* **THE EXERCISE**: Repeat every one of the items below word for word, leaving out the pictures.

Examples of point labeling
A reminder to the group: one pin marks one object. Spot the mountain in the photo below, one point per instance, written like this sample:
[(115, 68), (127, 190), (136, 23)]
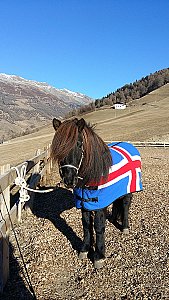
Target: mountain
[(26, 105), (136, 90)]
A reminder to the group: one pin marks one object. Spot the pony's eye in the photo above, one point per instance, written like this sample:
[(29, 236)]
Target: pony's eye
[(79, 144)]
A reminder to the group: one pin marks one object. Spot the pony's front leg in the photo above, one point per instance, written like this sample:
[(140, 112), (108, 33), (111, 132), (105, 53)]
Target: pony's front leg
[(99, 226), (87, 223), (126, 204)]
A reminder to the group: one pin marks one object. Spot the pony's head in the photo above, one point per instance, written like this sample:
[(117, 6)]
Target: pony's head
[(81, 154)]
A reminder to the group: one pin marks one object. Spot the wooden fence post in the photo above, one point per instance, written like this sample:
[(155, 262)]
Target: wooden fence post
[(4, 239)]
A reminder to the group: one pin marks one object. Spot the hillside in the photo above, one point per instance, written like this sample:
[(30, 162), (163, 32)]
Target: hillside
[(146, 119), (26, 105), (137, 89)]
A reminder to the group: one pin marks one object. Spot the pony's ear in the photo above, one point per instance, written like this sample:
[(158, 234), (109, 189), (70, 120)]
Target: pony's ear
[(56, 123), (81, 123)]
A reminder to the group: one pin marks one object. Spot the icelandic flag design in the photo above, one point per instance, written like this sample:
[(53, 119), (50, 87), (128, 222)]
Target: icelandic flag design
[(124, 178)]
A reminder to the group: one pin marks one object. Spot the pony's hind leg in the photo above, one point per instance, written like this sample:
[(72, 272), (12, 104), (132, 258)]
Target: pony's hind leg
[(87, 222), (120, 213), (99, 226), (125, 212)]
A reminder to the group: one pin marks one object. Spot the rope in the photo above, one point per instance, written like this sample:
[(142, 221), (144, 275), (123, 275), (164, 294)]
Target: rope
[(27, 278), (21, 182)]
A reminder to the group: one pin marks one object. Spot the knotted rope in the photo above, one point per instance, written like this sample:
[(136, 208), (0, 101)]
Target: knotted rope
[(21, 182)]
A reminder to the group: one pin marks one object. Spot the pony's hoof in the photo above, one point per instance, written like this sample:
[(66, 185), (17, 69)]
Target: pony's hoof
[(98, 264), (83, 255)]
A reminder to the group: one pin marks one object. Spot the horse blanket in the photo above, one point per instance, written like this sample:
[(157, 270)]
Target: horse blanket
[(124, 178)]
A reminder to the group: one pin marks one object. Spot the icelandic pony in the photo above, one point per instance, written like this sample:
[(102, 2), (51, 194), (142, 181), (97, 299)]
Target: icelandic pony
[(99, 175)]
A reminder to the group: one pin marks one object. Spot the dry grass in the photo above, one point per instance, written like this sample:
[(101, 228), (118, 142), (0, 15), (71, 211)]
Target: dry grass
[(138, 122), (137, 266)]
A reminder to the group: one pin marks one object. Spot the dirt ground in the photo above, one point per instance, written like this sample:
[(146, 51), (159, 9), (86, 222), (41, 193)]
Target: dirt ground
[(137, 265)]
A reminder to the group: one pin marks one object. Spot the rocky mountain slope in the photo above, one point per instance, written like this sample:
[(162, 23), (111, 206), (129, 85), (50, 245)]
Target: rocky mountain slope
[(26, 105)]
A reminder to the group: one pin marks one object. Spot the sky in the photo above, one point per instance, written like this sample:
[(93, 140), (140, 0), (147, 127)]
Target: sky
[(89, 46)]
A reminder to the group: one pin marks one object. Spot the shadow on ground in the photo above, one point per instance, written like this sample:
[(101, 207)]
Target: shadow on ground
[(15, 288), (51, 205)]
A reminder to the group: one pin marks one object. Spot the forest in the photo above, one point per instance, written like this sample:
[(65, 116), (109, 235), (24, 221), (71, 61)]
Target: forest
[(128, 92)]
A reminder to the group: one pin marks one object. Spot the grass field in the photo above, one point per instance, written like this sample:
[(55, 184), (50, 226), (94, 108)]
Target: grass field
[(146, 119)]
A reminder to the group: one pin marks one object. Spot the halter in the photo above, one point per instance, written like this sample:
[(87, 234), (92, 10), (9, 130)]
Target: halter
[(72, 166)]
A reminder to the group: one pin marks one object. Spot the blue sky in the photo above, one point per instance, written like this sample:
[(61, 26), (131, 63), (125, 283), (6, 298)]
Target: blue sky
[(88, 46)]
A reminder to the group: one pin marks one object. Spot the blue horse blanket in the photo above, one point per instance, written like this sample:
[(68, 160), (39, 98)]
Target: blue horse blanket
[(124, 178)]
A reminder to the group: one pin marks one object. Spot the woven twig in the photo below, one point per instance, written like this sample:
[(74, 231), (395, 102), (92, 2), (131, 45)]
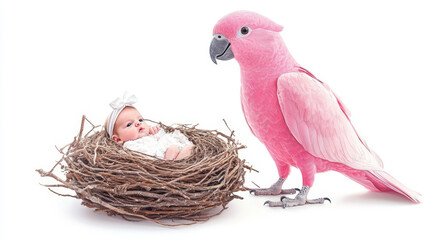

* **FINISHED ANSWER**:
A reminder to the group: one pin marks one object. Spot the mountain in the photo below, one point per instance, written like this sample:
[(115, 68), (127, 190), (136, 23)]
Target: mountain
[(26, 105), (136, 90)]
A reminder to the group: one pin marks one object. Spot the pony's eye in the photo above, one point per instance, written like this sample:
[(29, 236)]
Target: pony's eye
[(79, 144)]
A reminder to the group: one pin marks one object. Spot the pony's front leg in the photo above, one point per instance, written like this sample:
[(140, 112), (108, 33), (111, 132), (105, 53)]
Target: pony's front leg
[(99, 226), (87, 223), (126, 204)]
A reminder to the group: one pin marks one object. Spot the pony's head in the photo above, one point per instance, written like this sample:
[(117, 6)]
Target: pony's head
[(81, 154)]
A reminder to the group: one pin marks one object. Spot the wooden fence post in the photo above, one point per instance, written like this sample:
[(155, 262)]
Target: wooden fence post
[(4, 239)]
A reminder to the group: one pin marks one object. Spot the hillside in the photo above, one point per instance, written like this sample:
[(30, 162), (163, 32)]
Target: hillside
[(146, 119), (26, 105), (137, 89)]
A reminder to the group: one pin marks one object. Spot the pony's ear in the photo above, one point per instance, written like this sample:
[(158, 234), (109, 189), (70, 120)]
Target: pony's ear
[(56, 123), (81, 123)]
A reminder to the group: one pin marks one object. Spot the icelandic flag design in the photo above, one point per instance, written like this sample:
[(53, 119), (50, 87), (128, 222)]
Target: icelandic flag design
[(124, 178)]
A reminder to the group: one pin marks one object. Spot the pony's hind leg in the photo above, one point per instance, written like this sample:
[(72, 272), (12, 104), (132, 258)]
Target: pony's hind leg
[(87, 222), (120, 213), (99, 226), (125, 212)]
A reminder to the group: one pin marks one object. Spot the rope in the photo above, one point per instance, written like this sample:
[(142, 221), (144, 275), (123, 275), (164, 294)]
Target: rope
[(27, 278), (21, 182)]
A reminder to the group: one pin marks one object. Spot the knotted rope in the photo above, one point per instance, written like this sample:
[(136, 208), (0, 101)]
Target: knotted rope
[(21, 182)]
A reminder to the group: one pin marks one object. Spot the pony's hoof in the photo above, one point per instance, written like this sample:
[(66, 185), (17, 69)]
Target: pony's hoof
[(98, 264), (83, 255)]
A reminder to the group: one pin marks one object. Spot the horse blanket in the photo above, one point per instance, written like this sample:
[(157, 270)]
Target: horse blanket
[(124, 178)]
A reminder to the group: one pin marks one object. Spot the icelandic pony in the photo above, one point per instance, written like this sample:
[(102, 2), (51, 194), (142, 181), (97, 299)]
Target: icelandic pony
[(99, 175)]
A reminder to the group: one pin marks one object. Spot the dry grass in the photo above, one point per instance, written like this sample:
[(101, 228), (118, 142), (0, 15), (71, 211)]
Target: dry grass
[(138, 122), (137, 266)]
A reminder to the group: one pin marks one object. Spot the dirt ground in the photo above, one point per instance, written like this sample:
[(146, 51), (159, 9), (86, 222), (41, 193)]
Target: dirt ground
[(137, 265)]
A reminder to the group: one pin marks one object. Spot the rocky mountain slope in the photo above, one point per instance, written like this sample:
[(162, 23), (111, 206), (129, 85), (50, 245)]
Target: rocky mountain slope
[(26, 105)]
A reminder to the group: one pin marks one object. Spot the sky in the photo above, one point per instance, written like this sample:
[(93, 140), (140, 0), (147, 127)]
Target: sky
[(89, 46)]
A reminder to the group: one pin marks one object. Spot the shadow on ground in the photo above, one point per instance, written like this sample:
[(101, 207)]
Target: shadow on ground
[(15, 288), (51, 205)]
A reminder to the group: one pin marks one object. Spot the forest in the photo above, one point per instance, written like this sample:
[(65, 116), (109, 235), (24, 221), (71, 61)]
Target: forest
[(128, 92)]
A reminder to the group: one pin marks one object. Spot the grass field in the photo above, one point per instance, written like this sample:
[(55, 184), (50, 226), (94, 108)]
Target: grass field
[(146, 119)]
A reminder to the group: one pin marks one object. Spot the halter in the photo above, one point per instance, written like this sample:
[(87, 234), (92, 10), (9, 130)]
Target: halter
[(72, 166)]
A reminder to the group: one pin marks one object. Spot the blue sky in the photo above, one point per instance, written like this sample:
[(61, 26), (131, 63), (125, 283), (6, 298)]
Target: blue sky
[(88, 46)]
A reminder to the group: one pin marks one object. Spot the blue horse blanket in the photo above, one point per instance, written like this sample:
[(68, 160), (39, 98)]
Target: blue horse blanket
[(124, 178)]
A reminder to the group: one pin marks one object. Spot the woven twig in the photo below, one point per instance, written like this sample:
[(74, 231), (395, 102), (92, 2), (131, 45)]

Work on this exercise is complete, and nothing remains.